*** Extract to read ***

According to the National Cancer Institute, breast cancer is the second most common cancer diagnosed in women – with almost 13% of all U.S. women getting diagnosed with the disease at least once in their life (about 1% of all breast cancer diagnoses are in men). Breast cancer occurs when cancerous cells form in the breast tissue, and a number of factors may cause cancer to occur, including family history, inherited genes, hormones (particularly estrogen and progestin), former cancer treatment, and nutrition.
Though cancer research has made huge strides over the past few decades in the prevention, detection, and treatment of breast cancer, there is still much to investigate to truly understand and eradicate this disease. The Cancer Center at Illinois is home to a large collaborative of breast cancer researchers, working together and crossing disciplines to understand the causes of breast cancer, improve diagnostics, create more effective treatments with fewer side effects, and ultimately, save lives.

*** End of Extract to read ***
*** Information supplied ***

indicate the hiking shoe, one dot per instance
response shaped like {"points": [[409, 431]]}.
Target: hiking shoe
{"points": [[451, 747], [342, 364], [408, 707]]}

*** End of Information supplied ***

**Complete the following**.
**A.** From the passage on breast cancer, list the factors it says may cause cancer to occur.
**B.** According to the passage on breast cancer, what share of all breast cancer diagnoses are in men?
**C.** Carry on the passage on breast cancer research at Illinois, starting after its final sentence.

**Written answers**.
**A.** Family history, inherited genes, hormones (particularly estrogen and progestin), former cancer treatment, and nutrition.

**B.** About 1%.

**C.**
Recently, CCIL scientists discovered ErSO, a breast cancer therapy that killed 95-100% of cancer cells in mouse models of human estrogen-receptor-positive breast cancers and their metastases in bone, brain, liver and lungs. Created by the labs of Paul Hergenrother and David Shapiro, ErSO was licensed by Bayer Pharmaceuticals, fast-tracking the drug to human clinical trials.